* [Supplied information]:

◇ ◇ ◇ ◇ ◇ ◇ ◇

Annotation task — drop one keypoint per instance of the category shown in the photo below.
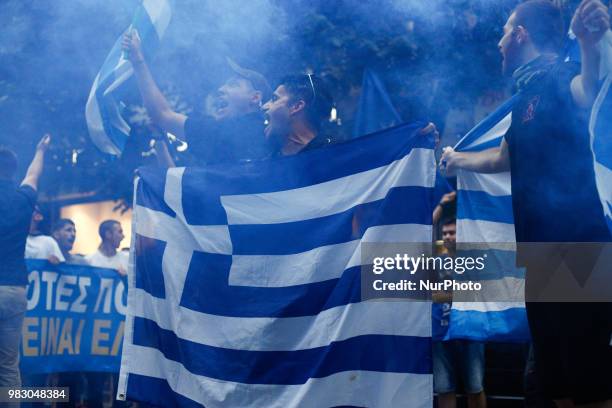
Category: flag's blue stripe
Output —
(156, 391)
(383, 353)
(109, 64)
(487, 124)
(107, 108)
(150, 190)
(503, 326)
(149, 254)
(217, 297)
(602, 142)
(147, 32)
(202, 187)
(478, 205)
(403, 205)
(485, 145)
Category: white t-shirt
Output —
(119, 261)
(42, 247)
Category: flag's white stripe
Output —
(159, 12)
(332, 197)
(339, 323)
(493, 184)
(484, 231)
(158, 225)
(604, 185)
(357, 388)
(496, 131)
(319, 264)
(486, 306)
(122, 72)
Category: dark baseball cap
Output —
(257, 80)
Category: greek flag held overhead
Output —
(484, 216)
(245, 280)
(107, 129)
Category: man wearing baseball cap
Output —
(233, 132)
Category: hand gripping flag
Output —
(245, 280)
(484, 216)
(600, 128)
(107, 129)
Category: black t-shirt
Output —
(554, 196)
(220, 141)
(16, 207)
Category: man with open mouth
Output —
(233, 130)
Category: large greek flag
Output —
(245, 290)
(107, 129)
(484, 215)
(600, 128)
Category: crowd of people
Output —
(249, 120)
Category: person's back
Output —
(551, 162)
(16, 206)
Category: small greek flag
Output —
(484, 215)
(107, 129)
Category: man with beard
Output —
(295, 113)
(64, 232)
(554, 197)
(234, 132)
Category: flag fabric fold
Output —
(600, 129)
(245, 286)
(484, 216)
(107, 128)
(375, 111)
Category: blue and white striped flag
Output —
(245, 280)
(484, 215)
(107, 129)
(600, 128)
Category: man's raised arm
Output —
(494, 160)
(35, 168)
(157, 106)
(590, 22)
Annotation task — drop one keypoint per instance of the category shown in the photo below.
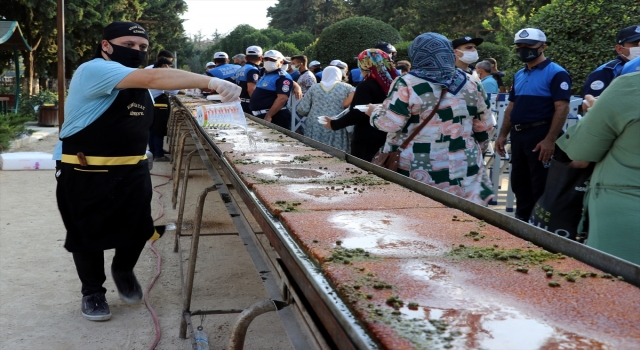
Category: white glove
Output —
(227, 90)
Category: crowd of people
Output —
(438, 100)
(448, 152)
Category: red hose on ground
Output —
(156, 322)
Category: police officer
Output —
(538, 108)
(248, 75)
(223, 69)
(104, 186)
(626, 41)
(269, 99)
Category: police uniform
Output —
(270, 85)
(533, 95)
(632, 66)
(249, 73)
(599, 79)
(225, 71)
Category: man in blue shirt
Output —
(223, 69)
(103, 182)
(488, 82)
(269, 99)
(538, 108)
(248, 75)
(626, 47)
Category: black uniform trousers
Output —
(528, 174)
(90, 266)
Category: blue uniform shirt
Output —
(632, 66)
(535, 91)
(225, 71)
(249, 73)
(91, 93)
(269, 87)
(599, 79)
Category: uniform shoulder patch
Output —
(597, 85)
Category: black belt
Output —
(520, 127)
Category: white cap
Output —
(530, 36)
(338, 63)
(220, 55)
(274, 54)
(254, 50)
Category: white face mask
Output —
(270, 66)
(469, 57)
(634, 52)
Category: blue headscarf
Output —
(433, 60)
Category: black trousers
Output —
(90, 266)
(528, 174)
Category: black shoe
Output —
(128, 287)
(95, 307)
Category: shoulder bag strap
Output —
(417, 130)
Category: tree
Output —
(582, 32)
(300, 39)
(346, 39)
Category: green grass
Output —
(11, 127)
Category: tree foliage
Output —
(84, 23)
(582, 32)
(346, 39)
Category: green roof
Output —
(11, 36)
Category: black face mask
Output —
(127, 57)
(528, 54)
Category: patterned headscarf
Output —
(433, 60)
(378, 64)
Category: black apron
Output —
(107, 204)
(161, 112)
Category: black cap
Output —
(628, 35)
(119, 29)
(465, 40)
(386, 47)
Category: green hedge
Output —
(582, 32)
(287, 49)
(11, 127)
(344, 40)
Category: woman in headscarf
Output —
(378, 72)
(447, 152)
(328, 98)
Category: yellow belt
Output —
(91, 160)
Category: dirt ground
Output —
(40, 291)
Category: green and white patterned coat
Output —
(447, 153)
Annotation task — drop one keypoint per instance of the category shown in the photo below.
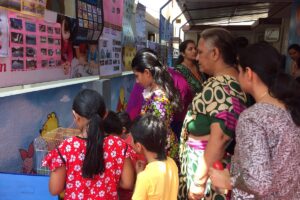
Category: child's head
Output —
(89, 108)
(150, 72)
(149, 133)
(125, 120)
(112, 124)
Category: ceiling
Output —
(229, 12)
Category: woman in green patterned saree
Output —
(187, 66)
(210, 123)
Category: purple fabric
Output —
(197, 144)
(135, 101)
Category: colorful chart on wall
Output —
(110, 48)
(90, 20)
(127, 33)
(4, 36)
(110, 51)
(140, 20)
(30, 7)
(34, 43)
(34, 51)
(113, 13)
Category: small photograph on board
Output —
(30, 52)
(57, 31)
(40, 9)
(90, 16)
(17, 38)
(29, 7)
(80, 22)
(50, 29)
(15, 5)
(50, 40)
(57, 41)
(17, 64)
(94, 8)
(99, 27)
(84, 15)
(16, 24)
(90, 35)
(85, 24)
(30, 27)
(52, 62)
(58, 63)
(43, 2)
(50, 52)
(91, 25)
(95, 17)
(96, 35)
(42, 28)
(89, 7)
(79, 13)
(44, 63)
(83, 6)
(30, 64)
(58, 52)
(17, 51)
(44, 52)
(79, 4)
(31, 39)
(100, 19)
(99, 11)
(43, 39)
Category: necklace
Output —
(262, 96)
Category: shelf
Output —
(21, 89)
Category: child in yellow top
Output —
(159, 180)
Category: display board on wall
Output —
(127, 33)
(30, 50)
(140, 20)
(30, 7)
(34, 43)
(90, 20)
(110, 48)
(110, 52)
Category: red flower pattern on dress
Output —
(102, 186)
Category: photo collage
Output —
(31, 7)
(34, 7)
(26, 34)
(110, 51)
(90, 20)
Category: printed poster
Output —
(127, 34)
(90, 20)
(34, 7)
(4, 36)
(113, 12)
(110, 51)
(34, 43)
(11, 4)
(30, 7)
(140, 20)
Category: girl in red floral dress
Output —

◇ ◇ ◇ ◇ ◇ ◇ ◇

* [What you need to do]:
Would you please state how many lines in the material hold "board"? The number alone will do.

* [Expected output]:
2